- **PROVIDED MATERIAL**:
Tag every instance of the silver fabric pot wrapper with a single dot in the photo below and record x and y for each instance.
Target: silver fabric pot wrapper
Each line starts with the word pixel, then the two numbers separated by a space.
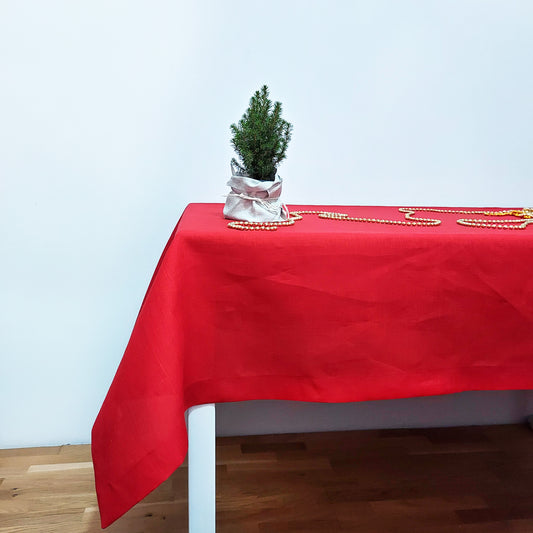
pixel 255 201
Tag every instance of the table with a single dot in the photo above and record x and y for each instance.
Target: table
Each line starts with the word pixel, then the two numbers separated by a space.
pixel 323 311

- **PROBLEM DETAILS**: Could you quote, exactly as they appear, the line containing "Target: table" and every line after it to the end of the records above?

- **RESPONSE**:
Target: table
Each line starts with the word pixel, then the two numbers separated by a space.
pixel 323 311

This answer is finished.